**Description of the task**:
Print every item below line for line, reproducing each one without any change.

┌─ Task data

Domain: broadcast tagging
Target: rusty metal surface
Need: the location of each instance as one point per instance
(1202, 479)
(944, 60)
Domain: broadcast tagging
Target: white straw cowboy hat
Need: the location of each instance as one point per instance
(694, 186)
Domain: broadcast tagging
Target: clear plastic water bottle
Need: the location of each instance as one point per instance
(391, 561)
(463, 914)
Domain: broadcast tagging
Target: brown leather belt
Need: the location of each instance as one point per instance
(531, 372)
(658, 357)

└─

**Correct answer**:
Domain: broadcast tagging
Target: rusty metal surface
Need: the location of each instance as one point per instance
(1202, 479)
(944, 60)
Domain: broadcast tagging
Target: white straw cowboy hat
Need: the location of each instance as one point per instance
(694, 186)
Domain: broadcast tagging
Target: clear plastic water bottle
Need: the location of each instance as one point per instance
(391, 561)
(463, 914)
Domain: broadcast tagging
Target: brown leather belt
Need: the location of each instance as one point per instance
(531, 372)
(658, 357)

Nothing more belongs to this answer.